The local posse is still bouldering religiously every Tuesday and Thursday evening despite the smarmy summer heat. I am so not psyched about bouldering right now, yet hanging with the homies is always a kick, plus there is a movement towards landscaping right now. It is interesting how this has slowly gained momentum over the years and is now gradually reshaping the landings of many of the frequently visted boulders. Controversial perhaps yet almost unanimously appreciated.
My picture taking has reduced to nothing and I can't seem to shoot a video of anything worthwhile, so I have nothing to post on that.
On the local news front the boys are polishing up boulder problems they have been working for a while. Oh, and with the dangerous rock removed from the landing of the Orange Ripple Boulder, the Problem Ancient Sea of Fire now goes straight up as a dyno without much anxiety. We ran the train on it the other night, it seems like V5 or 6 and is way more fun than the original shoulder wrenching method first used. Props to J-Tow for snagging what I think was the FA of the direct line a few years back before the landing was fixed. Also Kerrick Stinson got the second ascent of Prize Fighter the supposed V10 sit start to the Spugilist. LG got the FA years ago due to his brute strength and enormous wing-span. Kerrick worked something different out, so I am psyched to have a look. Also he has finally found the brilliant and clandestine Clam Shell boulder which should keep him busy for a short while.

(Contour annotation items)
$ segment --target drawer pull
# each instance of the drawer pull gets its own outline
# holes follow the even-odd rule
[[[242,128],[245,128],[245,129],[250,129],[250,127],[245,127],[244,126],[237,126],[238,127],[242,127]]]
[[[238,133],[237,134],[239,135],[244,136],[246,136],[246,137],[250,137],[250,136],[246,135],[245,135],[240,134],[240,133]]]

* * *

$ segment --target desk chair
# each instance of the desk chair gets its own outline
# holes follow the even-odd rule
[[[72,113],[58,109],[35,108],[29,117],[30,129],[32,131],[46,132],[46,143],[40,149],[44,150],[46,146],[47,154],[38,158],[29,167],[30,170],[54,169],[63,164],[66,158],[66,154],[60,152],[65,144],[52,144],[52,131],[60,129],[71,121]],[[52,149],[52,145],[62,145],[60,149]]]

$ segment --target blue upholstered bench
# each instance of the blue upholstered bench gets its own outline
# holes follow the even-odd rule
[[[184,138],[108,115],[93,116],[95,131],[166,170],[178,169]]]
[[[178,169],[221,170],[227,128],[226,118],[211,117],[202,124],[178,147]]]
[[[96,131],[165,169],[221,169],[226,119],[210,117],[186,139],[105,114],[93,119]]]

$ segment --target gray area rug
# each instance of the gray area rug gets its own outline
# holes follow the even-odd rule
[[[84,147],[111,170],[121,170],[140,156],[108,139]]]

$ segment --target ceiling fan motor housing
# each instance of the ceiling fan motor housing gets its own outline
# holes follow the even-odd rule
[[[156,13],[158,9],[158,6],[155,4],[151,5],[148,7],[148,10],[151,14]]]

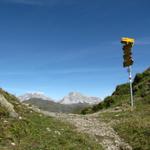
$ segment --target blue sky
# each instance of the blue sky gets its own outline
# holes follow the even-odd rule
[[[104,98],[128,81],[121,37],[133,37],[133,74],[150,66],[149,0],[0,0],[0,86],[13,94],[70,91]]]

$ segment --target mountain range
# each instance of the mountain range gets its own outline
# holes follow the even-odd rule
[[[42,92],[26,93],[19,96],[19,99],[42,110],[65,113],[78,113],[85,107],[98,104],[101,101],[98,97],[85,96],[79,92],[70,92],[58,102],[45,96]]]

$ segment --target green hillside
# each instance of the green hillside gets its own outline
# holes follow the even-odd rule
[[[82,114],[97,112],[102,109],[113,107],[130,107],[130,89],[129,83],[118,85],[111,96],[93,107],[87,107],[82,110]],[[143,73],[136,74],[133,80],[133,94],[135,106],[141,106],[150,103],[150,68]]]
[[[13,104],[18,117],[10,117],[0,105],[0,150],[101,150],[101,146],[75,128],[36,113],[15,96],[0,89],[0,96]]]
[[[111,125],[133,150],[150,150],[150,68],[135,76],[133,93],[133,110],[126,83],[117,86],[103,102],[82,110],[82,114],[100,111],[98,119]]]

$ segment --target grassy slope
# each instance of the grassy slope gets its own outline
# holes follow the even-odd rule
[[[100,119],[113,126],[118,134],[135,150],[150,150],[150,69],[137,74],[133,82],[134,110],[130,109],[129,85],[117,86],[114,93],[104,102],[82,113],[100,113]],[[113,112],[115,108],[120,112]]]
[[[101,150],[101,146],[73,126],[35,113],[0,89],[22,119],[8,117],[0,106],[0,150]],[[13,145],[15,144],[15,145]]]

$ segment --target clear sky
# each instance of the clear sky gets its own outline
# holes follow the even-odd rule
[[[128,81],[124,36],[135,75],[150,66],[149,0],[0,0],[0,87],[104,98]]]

==

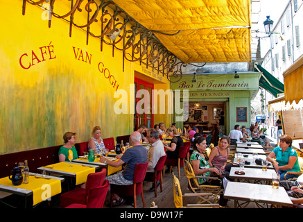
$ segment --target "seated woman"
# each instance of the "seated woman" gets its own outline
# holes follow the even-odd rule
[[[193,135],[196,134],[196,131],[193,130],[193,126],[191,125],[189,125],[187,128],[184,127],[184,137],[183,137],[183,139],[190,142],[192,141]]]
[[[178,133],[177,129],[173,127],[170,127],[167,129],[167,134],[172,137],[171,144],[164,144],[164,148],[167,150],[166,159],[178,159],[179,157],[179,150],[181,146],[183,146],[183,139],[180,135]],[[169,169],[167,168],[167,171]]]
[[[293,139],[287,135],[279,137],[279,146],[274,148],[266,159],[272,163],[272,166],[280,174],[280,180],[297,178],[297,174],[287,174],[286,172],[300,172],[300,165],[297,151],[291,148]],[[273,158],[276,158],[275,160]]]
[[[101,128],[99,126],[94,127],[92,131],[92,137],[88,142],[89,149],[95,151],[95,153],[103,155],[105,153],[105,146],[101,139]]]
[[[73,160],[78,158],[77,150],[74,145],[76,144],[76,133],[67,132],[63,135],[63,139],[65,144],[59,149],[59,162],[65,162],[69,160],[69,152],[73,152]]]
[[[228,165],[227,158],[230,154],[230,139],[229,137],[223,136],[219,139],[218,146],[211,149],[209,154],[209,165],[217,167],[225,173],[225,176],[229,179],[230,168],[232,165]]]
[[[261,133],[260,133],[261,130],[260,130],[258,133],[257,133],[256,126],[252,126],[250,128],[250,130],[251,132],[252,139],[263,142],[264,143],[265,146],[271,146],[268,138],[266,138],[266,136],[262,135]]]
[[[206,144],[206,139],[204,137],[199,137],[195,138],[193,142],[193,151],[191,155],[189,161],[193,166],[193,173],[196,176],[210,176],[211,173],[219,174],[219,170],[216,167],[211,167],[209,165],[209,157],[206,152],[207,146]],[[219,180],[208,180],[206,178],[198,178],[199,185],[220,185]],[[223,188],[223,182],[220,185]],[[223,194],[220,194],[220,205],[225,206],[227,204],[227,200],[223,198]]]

**Your objective**. Translate this sentence from the bouldering post into Spanish: "Kerrick worked something different out, so I am psyched to have a look." None of the items is needed for what comes next.

**Result**. Kerrick encontró una manera distinta de resolverlo, así que tengo muchas ganas de echarle un vistazo.